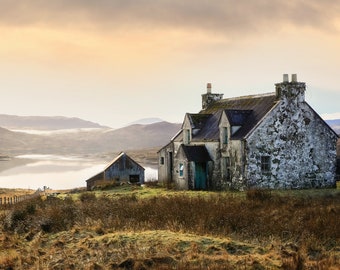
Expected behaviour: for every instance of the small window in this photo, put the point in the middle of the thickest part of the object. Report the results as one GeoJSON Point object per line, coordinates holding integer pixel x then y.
{"type": "Point", "coordinates": [187, 135]}
{"type": "Point", "coordinates": [226, 168]}
{"type": "Point", "coordinates": [225, 135]}
{"type": "Point", "coordinates": [265, 164]}
{"type": "Point", "coordinates": [181, 169]}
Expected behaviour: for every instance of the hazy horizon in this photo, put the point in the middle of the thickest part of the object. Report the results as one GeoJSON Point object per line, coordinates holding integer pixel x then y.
{"type": "Point", "coordinates": [114, 62]}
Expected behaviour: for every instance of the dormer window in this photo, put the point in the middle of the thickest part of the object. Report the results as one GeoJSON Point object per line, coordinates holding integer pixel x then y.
{"type": "Point", "coordinates": [225, 135]}
{"type": "Point", "coordinates": [186, 136]}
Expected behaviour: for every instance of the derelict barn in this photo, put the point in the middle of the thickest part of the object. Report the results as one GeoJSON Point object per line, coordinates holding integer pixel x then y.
{"type": "Point", "coordinates": [121, 169]}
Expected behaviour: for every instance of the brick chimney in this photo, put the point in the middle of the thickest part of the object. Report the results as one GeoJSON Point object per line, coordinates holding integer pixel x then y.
{"type": "Point", "coordinates": [291, 91]}
{"type": "Point", "coordinates": [209, 97]}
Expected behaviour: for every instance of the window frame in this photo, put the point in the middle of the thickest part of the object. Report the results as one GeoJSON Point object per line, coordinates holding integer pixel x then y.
{"type": "Point", "coordinates": [181, 169]}
{"type": "Point", "coordinates": [265, 164]}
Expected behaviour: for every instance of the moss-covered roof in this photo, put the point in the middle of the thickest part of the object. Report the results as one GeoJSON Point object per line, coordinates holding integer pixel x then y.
{"type": "Point", "coordinates": [246, 111]}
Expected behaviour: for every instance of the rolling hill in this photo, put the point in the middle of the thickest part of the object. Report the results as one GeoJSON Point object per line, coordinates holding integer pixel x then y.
{"type": "Point", "coordinates": [94, 141]}
{"type": "Point", "coordinates": [44, 122]}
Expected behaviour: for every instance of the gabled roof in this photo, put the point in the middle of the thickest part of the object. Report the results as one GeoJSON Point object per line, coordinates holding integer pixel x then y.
{"type": "Point", "coordinates": [122, 154]}
{"type": "Point", "coordinates": [198, 120]}
{"type": "Point", "coordinates": [246, 111]}
{"type": "Point", "coordinates": [196, 153]}
{"type": "Point", "coordinates": [237, 117]}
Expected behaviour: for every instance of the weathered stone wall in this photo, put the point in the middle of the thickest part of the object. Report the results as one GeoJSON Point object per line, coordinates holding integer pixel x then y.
{"type": "Point", "coordinates": [302, 149]}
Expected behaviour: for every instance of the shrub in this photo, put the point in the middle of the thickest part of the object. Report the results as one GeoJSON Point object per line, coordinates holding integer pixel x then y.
{"type": "Point", "coordinates": [259, 194]}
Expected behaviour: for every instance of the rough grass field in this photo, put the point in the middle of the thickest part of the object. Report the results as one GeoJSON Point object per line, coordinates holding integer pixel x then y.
{"type": "Point", "coordinates": [131, 227]}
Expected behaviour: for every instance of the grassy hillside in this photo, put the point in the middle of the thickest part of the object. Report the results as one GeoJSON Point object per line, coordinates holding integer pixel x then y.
{"type": "Point", "coordinates": [133, 227]}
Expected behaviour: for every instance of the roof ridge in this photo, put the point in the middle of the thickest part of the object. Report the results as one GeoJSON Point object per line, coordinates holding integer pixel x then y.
{"type": "Point", "coordinates": [250, 96]}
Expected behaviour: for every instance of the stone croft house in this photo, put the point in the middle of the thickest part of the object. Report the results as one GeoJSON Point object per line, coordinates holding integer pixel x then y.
{"type": "Point", "coordinates": [273, 140]}
{"type": "Point", "coordinates": [121, 169]}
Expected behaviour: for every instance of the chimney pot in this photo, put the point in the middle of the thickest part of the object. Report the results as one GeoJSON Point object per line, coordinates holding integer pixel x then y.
{"type": "Point", "coordinates": [294, 78]}
{"type": "Point", "coordinates": [285, 78]}
{"type": "Point", "coordinates": [209, 88]}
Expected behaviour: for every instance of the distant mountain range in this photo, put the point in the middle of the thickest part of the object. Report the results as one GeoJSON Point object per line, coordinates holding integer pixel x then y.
{"type": "Point", "coordinates": [86, 137]}
{"type": "Point", "coordinates": [44, 122]}
{"type": "Point", "coordinates": [88, 140]}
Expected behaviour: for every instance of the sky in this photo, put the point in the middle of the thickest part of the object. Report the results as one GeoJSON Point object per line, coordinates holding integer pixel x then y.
{"type": "Point", "coordinates": [115, 61]}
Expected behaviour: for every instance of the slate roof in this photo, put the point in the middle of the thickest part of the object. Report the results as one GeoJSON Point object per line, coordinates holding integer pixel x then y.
{"type": "Point", "coordinates": [246, 111]}
{"type": "Point", "coordinates": [196, 153]}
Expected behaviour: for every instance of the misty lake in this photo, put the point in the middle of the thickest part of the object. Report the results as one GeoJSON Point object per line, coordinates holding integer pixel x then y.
{"type": "Point", "coordinates": [55, 172]}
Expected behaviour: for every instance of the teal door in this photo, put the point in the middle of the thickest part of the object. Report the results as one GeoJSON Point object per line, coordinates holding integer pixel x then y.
{"type": "Point", "coordinates": [200, 175]}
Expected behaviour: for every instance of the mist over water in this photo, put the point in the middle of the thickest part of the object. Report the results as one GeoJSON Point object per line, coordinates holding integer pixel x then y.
{"type": "Point", "coordinates": [55, 172]}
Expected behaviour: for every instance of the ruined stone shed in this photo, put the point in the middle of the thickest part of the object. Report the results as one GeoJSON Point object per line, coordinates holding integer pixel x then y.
{"type": "Point", "coordinates": [273, 140]}
{"type": "Point", "coordinates": [121, 169]}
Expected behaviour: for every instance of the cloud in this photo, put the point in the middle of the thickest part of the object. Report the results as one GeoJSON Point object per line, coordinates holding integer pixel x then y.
{"type": "Point", "coordinates": [224, 16]}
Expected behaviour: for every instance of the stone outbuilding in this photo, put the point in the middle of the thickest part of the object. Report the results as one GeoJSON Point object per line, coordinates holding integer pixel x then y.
{"type": "Point", "coordinates": [273, 140]}
{"type": "Point", "coordinates": [122, 169]}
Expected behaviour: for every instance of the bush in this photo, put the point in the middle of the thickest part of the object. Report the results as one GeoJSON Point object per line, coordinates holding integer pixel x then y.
{"type": "Point", "coordinates": [259, 194]}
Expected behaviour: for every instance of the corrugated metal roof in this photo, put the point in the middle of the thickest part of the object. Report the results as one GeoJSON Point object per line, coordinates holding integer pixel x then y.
{"type": "Point", "coordinates": [196, 153]}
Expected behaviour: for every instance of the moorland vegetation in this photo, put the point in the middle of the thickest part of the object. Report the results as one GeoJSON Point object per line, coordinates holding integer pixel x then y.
{"type": "Point", "coordinates": [132, 227]}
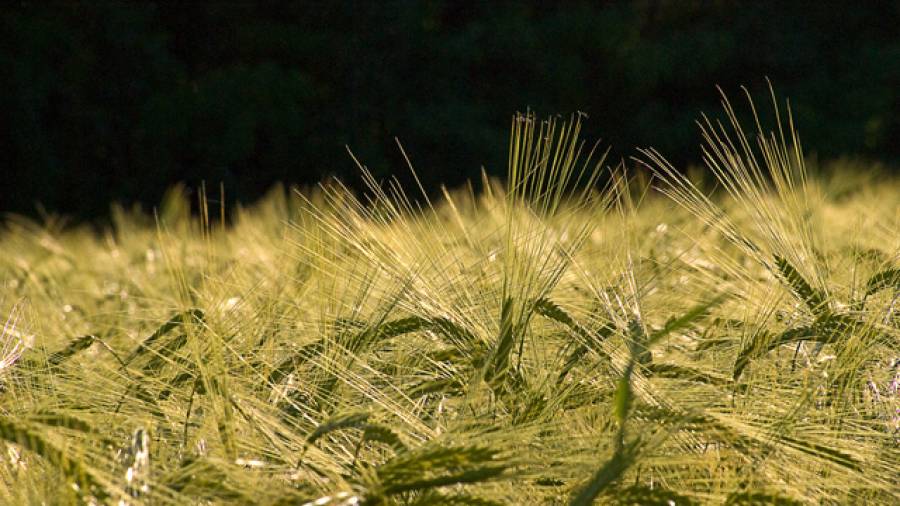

──────────

▸ **Work to complete**:
In your reply, please print exactly the lines from the one with "Expected behaviour: for every instance of the moorland" through the final line of the listing above, both included, and no pictures.

▸ **Task solution**:
Expected behaviour: for every instance of the moorland vegetation in this photo, put the point in the middle of the thickest part of the object. Report the results as one GeoJSON Point object per line, coordinates holding integer pixel x then y.
{"type": "Point", "coordinates": [132, 227]}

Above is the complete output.